══ Source text

A few thoughts on the health care debate:
Currently, private health insurance companies can cherry pick the healthiest members of our population – effectively disenfranchising the balance. Insuring the entire population without screening would be economically efficient because it would eliminate resources now going to screening, thereby facilitating a greater amount going into the provision of health care itself.
Also, as Paul Krugman has argued, it’s very difficult for the private sector to provide insurance, because of the problem of adverse selection. Adverse selection can happen when an insurer offer policies to everyone and price them to reflect the average person’s health care expenses. High prices necessary to cover the groups’ needs will cause healthy people leave the pool, leaving unhealthy people who need insurance and driving up the cost of premiums.
Paul Krugman and Robin Wells illustrate (“The Health Care Crisis and What to Do About It”, New York Review of Books, March 23, 2006):
“Imagine an insurer who offered policies to anyone, with the annual premium set to cover the average person’s health care expenses, plus the administrative costs of running the insurance company. Who would sign up? The answer, unfortunately, is that the insurer’s customers wouldn’t be a representative sample of the population. Healthy people, with little reason to expect high medical bills, would probably shun policies priced to reflect the average person’s health costs. On the other hand, unhealthy people would find the policies very attractive.
You can see where this is going. The insurance company would quickly find that because its clientele was tilted toward those with high medical costs, its actual costs per customer were much higher than those of the average member of the population. So it would have to raise premiums to cover those higher costs. However, this would disproportionately drive off its healthier customers, leaving it with an even less healthy customer base, requiring a further rise in premiums, and so on.
Insurance companies deal with these problems, to some extent, by carefully screening applicants to identify those with a high risk of needing expensive treatment, and either rejecting such applicants or charging them higher premiums. But such screening is itself expensive. Furthermore, it tends to screen out exactly those who most need insurance.”

════

§ **Tasks**
**a)** Rewrite the paragraph of the health care text that begins "Currently, private health insurance companies" as a short bulleted list that keeps its main facts.
**b)** Reproduce the health care text exactly between "A few thoughts" and "health care itself.", inclusive.
**c)** List every person and every publication named in the health care text.

══ Entries shown

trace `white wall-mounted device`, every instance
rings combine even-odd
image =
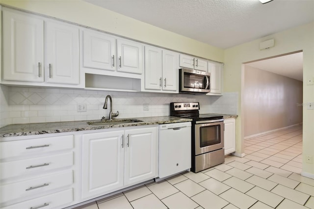
[[[260,50],[265,50],[273,47],[274,46],[275,46],[274,39],[267,40],[260,43]]]

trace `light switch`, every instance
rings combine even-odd
[[[307,85],[313,85],[313,78],[308,78],[306,80],[306,84]]]

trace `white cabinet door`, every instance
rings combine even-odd
[[[195,58],[194,60],[194,69],[207,72],[207,60]]]
[[[180,54],[180,67],[194,69],[194,58],[186,54]]]
[[[157,128],[127,130],[125,156],[125,186],[157,177]]]
[[[226,119],[224,125],[225,155],[227,155],[236,151],[236,120]]]
[[[46,25],[47,81],[78,84],[78,27],[59,22]]]
[[[145,89],[161,90],[162,51],[149,46],[145,46]]]
[[[2,9],[3,79],[43,82],[43,20]]]
[[[120,72],[142,73],[143,45],[126,39],[117,40],[118,66]]]
[[[162,50],[162,89],[177,91],[179,73],[178,53]]]
[[[123,187],[124,131],[83,135],[82,197],[97,196]]]
[[[116,69],[116,39],[104,33],[83,32],[84,67],[114,71]]]
[[[210,73],[210,93],[222,93],[222,63],[208,61],[208,72]]]

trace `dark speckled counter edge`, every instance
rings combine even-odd
[[[188,118],[172,116],[149,117],[133,119],[142,121],[142,122],[101,125],[90,125],[87,123],[88,122],[97,121],[95,120],[12,124],[0,128],[0,138],[182,123],[192,121],[191,119]]]

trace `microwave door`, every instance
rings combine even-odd
[[[205,78],[206,78],[206,86],[205,86],[205,89],[209,89],[209,77],[208,76],[205,76]]]

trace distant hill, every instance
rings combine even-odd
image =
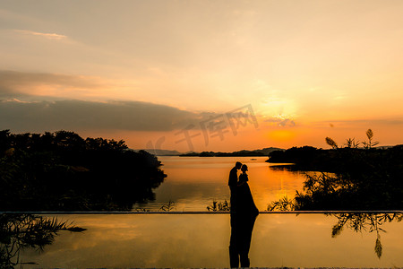
[[[285,151],[280,148],[263,148],[262,150],[253,150],[253,151],[238,151],[232,152],[189,152],[184,153],[179,156],[184,157],[242,157],[242,156],[268,156],[270,152],[275,151]]]

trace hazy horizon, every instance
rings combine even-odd
[[[0,0],[0,129],[133,149],[403,143],[402,1]]]

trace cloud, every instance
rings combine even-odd
[[[0,129],[44,132],[59,129],[170,131],[184,128],[201,114],[141,101],[0,101]]]
[[[45,32],[39,32],[39,31],[33,31],[33,30],[14,30],[14,31],[18,33],[22,33],[26,35],[32,35],[32,36],[39,36],[42,37],[47,39],[53,39],[53,40],[62,40],[67,39],[67,36],[60,35],[56,33],[45,33]]]
[[[106,85],[100,80],[87,76],[0,71],[0,97],[36,95],[44,86],[57,91],[66,88],[91,90]]]

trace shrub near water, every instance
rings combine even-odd
[[[154,199],[158,159],[73,132],[0,132],[0,210],[131,210]]]
[[[294,162],[296,169],[322,171],[306,175],[304,193],[296,192],[294,210],[401,210],[403,208],[403,145],[376,149],[373,133],[358,148],[354,139],[339,148],[327,138],[332,150],[313,147],[277,152],[269,161]],[[348,146],[350,145],[350,146]],[[354,145],[354,146],[352,146]],[[331,173],[329,173],[331,172]],[[277,206],[275,206],[277,205]],[[284,203],[271,204],[270,210],[287,208]],[[291,207],[288,207],[291,208]]]

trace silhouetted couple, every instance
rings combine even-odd
[[[242,173],[237,176],[237,170]],[[259,210],[253,202],[248,185],[248,167],[237,161],[229,172],[228,186],[231,191],[231,239],[229,240],[229,263],[231,268],[249,267],[249,247],[252,231]]]

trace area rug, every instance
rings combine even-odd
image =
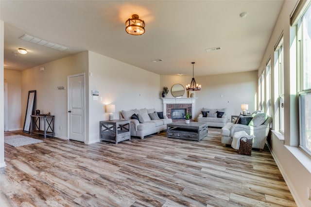
[[[4,143],[10,144],[15,147],[24,146],[28,144],[32,144],[36,143],[42,143],[42,141],[25,137],[23,135],[12,135],[4,137]]]

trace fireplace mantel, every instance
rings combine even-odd
[[[190,104],[191,116],[194,117],[195,113],[195,100],[198,98],[161,98],[163,103],[163,115],[166,114],[166,105],[170,104]]]

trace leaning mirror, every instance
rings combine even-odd
[[[30,122],[35,108],[35,91],[29,91],[28,92],[28,99],[27,100],[27,107],[26,108],[26,115],[25,115],[25,122],[24,122],[24,128],[23,132],[29,133],[30,130]]]
[[[172,87],[172,90],[171,90],[172,95],[173,96],[176,98],[180,98],[182,97],[185,94],[185,88],[184,86],[179,83],[176,83]]]

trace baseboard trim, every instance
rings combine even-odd
[[[294,199],[294,200],[296,204],[297,204],[297,206],[298,206],[298,207],[303,207],[303,205],[302,204],[302,202],[301,202],[301,201],[300,201],[299,196],[298,195],[297,192],[296,192],[294,185],[293,185],[292,182],[291,182],[291,180],[287,176],[286,173],[285,173],[285,171],[282,166],[282,165],[281,164],[280,162],[278,161],[277,157],[274,153],[273,151],[271,150],[271,147],[270,145],[269,145],[269,144],[267,143],[267,142],[266,142],[266,143],[267,144],[267,145],[268,146],[268,147],[269,148],[269,149],[271,153],[271,155],[272,155],[273,159],[276,163],[276,165],[277,165],[277,167],[278,167],[278,169],[281,172],[281,174],[282,174],[282,176],[283,176],[283,177],[284,178],[284,180],[285,181],[285,183],[286,183],[287,186],[288,186],[290,191],[291,192],[291,193],[292,193]]]
[[[6,166],[6,164],[5,164],[5,162],[0,163],[0,168],[1,168],[1,167],[4,167]]]

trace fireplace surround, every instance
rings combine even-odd
[[[163,104],[163,115],[172,118],[172,109],[186,109],[186,113],[190,113],[191,119],[194,119],[195,113],[195,98],[161,98]],[[184,120],[185,118],[173,119],[173,122]]]

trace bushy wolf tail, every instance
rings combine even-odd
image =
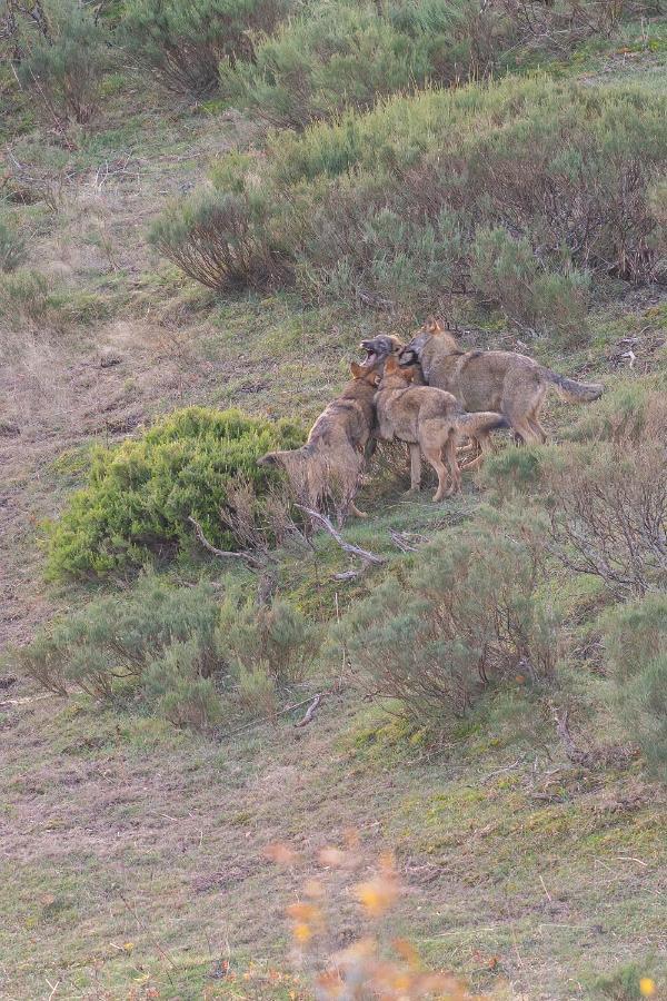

════

§ **Solutions in order**
**a)**
- Private health insurers can pick the healthiest people and leave everyone else out.
- Insuring the whole population without screening would be economically efficient.
- It would free the money now spent on screening for the provision of health care itself.

**b)**
A few thoughts on the health care debate:
Currently, private health insurance companies can cherry pick the healthiest members of our population – effectively disenfranchising the balance. Insuring the entire population without screening would be economically efficient because it would eliminate resources now going to screening, thereby facilitating a greater amount going into the provision of health care itself.

**c)**
- Paul Krugman
- Robin Wells
- New York Review of Books